# Assignment
Output each record in full, exactly as it stands.

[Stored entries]
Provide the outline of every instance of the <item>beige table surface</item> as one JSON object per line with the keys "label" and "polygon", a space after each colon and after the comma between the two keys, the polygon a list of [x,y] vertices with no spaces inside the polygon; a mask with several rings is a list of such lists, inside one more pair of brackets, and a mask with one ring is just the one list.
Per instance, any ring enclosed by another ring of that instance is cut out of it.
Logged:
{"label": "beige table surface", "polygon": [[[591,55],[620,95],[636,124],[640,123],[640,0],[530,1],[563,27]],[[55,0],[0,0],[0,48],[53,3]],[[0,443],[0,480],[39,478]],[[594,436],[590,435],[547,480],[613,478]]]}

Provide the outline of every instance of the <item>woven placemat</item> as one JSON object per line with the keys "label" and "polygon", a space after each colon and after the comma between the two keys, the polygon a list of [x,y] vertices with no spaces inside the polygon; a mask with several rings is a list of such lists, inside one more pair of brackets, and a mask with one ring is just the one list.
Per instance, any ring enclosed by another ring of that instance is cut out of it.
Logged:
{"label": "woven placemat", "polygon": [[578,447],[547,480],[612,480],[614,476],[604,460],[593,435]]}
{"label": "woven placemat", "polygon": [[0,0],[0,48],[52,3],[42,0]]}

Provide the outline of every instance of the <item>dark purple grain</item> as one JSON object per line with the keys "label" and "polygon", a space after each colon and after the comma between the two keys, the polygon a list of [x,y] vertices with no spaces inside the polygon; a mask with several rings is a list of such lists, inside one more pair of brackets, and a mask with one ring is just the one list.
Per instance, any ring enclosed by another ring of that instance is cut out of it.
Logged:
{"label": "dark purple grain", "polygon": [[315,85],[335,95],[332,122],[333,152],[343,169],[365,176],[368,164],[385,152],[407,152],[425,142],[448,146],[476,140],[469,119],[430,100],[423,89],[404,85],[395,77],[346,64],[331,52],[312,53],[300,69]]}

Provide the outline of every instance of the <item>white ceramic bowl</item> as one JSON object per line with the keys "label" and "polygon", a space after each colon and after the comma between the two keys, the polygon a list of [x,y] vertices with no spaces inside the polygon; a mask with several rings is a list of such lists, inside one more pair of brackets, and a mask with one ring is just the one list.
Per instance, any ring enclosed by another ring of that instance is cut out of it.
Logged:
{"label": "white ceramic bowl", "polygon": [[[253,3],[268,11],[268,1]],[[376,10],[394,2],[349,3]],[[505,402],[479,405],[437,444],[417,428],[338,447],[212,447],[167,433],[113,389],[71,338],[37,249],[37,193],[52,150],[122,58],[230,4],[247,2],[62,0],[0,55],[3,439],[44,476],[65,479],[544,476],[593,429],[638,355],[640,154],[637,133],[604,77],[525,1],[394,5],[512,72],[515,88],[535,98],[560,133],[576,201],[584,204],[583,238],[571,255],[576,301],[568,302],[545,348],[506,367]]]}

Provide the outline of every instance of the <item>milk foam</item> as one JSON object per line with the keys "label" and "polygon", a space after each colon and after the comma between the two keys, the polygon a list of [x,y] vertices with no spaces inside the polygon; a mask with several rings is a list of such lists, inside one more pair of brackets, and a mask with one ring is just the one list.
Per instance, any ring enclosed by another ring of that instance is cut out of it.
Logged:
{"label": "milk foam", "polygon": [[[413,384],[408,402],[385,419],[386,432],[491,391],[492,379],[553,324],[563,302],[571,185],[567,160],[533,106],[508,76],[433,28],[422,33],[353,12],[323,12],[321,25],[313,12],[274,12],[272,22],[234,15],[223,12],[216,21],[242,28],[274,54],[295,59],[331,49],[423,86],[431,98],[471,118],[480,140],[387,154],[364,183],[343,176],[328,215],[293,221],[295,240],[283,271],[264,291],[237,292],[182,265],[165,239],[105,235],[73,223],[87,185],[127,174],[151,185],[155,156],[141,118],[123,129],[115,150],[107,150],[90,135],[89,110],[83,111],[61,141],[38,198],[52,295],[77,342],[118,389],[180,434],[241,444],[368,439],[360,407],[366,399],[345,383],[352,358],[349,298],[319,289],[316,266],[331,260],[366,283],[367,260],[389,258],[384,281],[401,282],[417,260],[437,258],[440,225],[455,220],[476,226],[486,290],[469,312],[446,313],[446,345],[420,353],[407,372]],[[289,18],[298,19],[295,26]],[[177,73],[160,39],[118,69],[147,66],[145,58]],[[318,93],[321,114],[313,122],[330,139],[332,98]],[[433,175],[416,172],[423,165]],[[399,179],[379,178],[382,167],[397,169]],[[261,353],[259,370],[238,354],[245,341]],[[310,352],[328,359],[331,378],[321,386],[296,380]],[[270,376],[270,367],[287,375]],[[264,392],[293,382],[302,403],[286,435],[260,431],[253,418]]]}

# Output
Provide the outline of every instance of the <item>beige table surface</item> as one JSON object per line with the keys "label" and "polygon", a space after each colon and after the comma between the two keys, the polygon a list of [x,y] vertices with no spaces inside the polygon; a mask with several rings is a list of such lists, inside one more pair of brackets, and a mask with one ring is just the one list.
Per instance, any ring enclosed by another ring of that instance is cut out of it.
Logged:
{"label": "beige table surface", "polygon": [[[591,55],[620,95],[636,124],[640,123],[640,0],[530,1],[563,27]],[[55,0],[0,0],[0,48],[53,3]],[[0,443],[0,480],[39,478]],[[594,436],[590,435],[547,480],[613,478]]]}

Provide the outline of every instance of the <item>woven placemat</item> as one JSON object per line with the keys "label" and "polygon", a space after each colon and after the comma between the two keys, the polygon a list of [x,y] vertices with no spaces inside the polygon; a mask with several rings is a list of such lists, inside one more pair of brackets, and a mask with one ring is just the one list.
Per instance, any ring enclosed by another ring of that instance is cut out of it.
Logged:
{"label": "woven placemat", "polygon": [[578,447],[547,480],[612,480],[614,476],[604,460],[593,435]]}
{"label": "woven placemat", "polygon": [[0,0],[0,48],[52,3],[42,0]]}

Provide the outline of every instance of the <item>dark purple grain</item> as one JSON object per line with the keys "label" and "polygon", a space after each colon and after the comma between the two keys, the polygon a list of [x,y] vertices with no spaces inside the polygon; a mask with several rings is a list of such lists, inside one more pair of brackets, and a mask with one ring is just the one list.
Per instance, any ring enclosed by another ring of that instance is cut out of it.
Logged:
{"label": "dark purple grain", "polygon": [[315,85],[335,95],[332,122],[333,152],[343,169],[365,176],[368,164],[385,152],[407,152],[425,142],[448,146],[476,140],[469,119],[430,100],[423,89],[404,85],[395,77],[346,64],[331,52],[312,53],[300,69]]}

Provide the outline of every instance of the <item>white ceramic bowl</item> as one JSON object per line with the keys "label" and "polygon", a space after each colon and after the comma between the two keys, the polygon a list of [x,y] vertices with no spaces inside the polygon; a mask with several rings is a list of such lists, inside one more pair of brackets, and a mask with one ring is just the one list.
Per instance, any ring enclosed by another ring of that instance is cut out of it.
Logged:
{"label": "white ceramic bowl", "polygon": [[[253,3],[268,11],[268,1]],[[376,10],[394,2],[349,3]],[[505,402],[479,405],[437,444],[417,428],[338,447],[212,447],[167,433],[113,389],[71,338],[37,249],[37,193],[52,150],[122,58],[230,4],[247,2],[62,0],[0,55],[3,439],[44,476],[65,479],[544,476],[593,429],[638,355],[640,154],[637,133],[604,77],[525,1],[394,5],[512,72],[515,88],[535,98],[560,133],[576,201],[584,204],[583,238],[571,255],[576,301],[568,302],[545,348],[506,367]]]}

Provide the outline of every instance of the <item>milk foam</item> as one JSON object per line with the keys "label" and "polygon", a space after each colon and after the comma between the two keys, the polygon a list of [x,y] vertices with no spaces inside the polygon; a mask with several rings is a list of such lists, inside one more pair of brackets, and a mask with one ring is just the one list.
Per instance, any ring enclosed by another ring of that instance is cut out of it.
Logged:
{"label": "milk foam", "polygon": [[[413,384],[408,402],[385,419],[386,432],[491,391],[492,379],[553,324],[563,302],[571,185],[567,160],[533,106],[508,76],[433,28],[422,33],[353,12],[323,12],[321,25],[313,12],[274,12],[272,22],[234,15],[223,12],[216,21],[242,28],[274,54],[295,59],[331,49],[423,86],[431,98],[471,118],[480,140],[387,154],[364,183],[343,176],[328,215],[293,221],[295,240],[283,271],[264,291],[237,292],[182,265],[165,239],[105,235],[73,223],[87,185],[127,174],[151,185],[155,156],[141,118],[123,129],[115,150],[107,150],[90,135],[89,110],[83,111],[61,141],[38,198],[52,295],[77,342],[118,389],[180,434],[241,444],[368,439],[360,407],[366,399],[345,383],[352,358],[349,298],[319,289],[316,266],[331,260],[366,283],[367,260],[389,258],[384,281],[401,282],[417,260],[437,258],[440,225],[455,220],[476,226],[486,290],[469,312],[446,313],[446,345],[420,353],[407,372]],[[289,18],[298,19],[295,26]],[[177,73],[160,39],[118,69],[147,66],[145,58]],[[318,93],[321,114],[313,122],[330,139],[332,98]],[[433,175],[416,172],[423,165]],[[399,179],[379,178],[382,167],[397,169]],[[261,353],[259,370],[238,354],[245,341]],[[310,352],[328,359],[331,378],[321,386],[296,380]],[[270,376],[270,367],[287,375]],[[264,392],[293,382],[302,403],[286,435],[260,431],[253,418]]]}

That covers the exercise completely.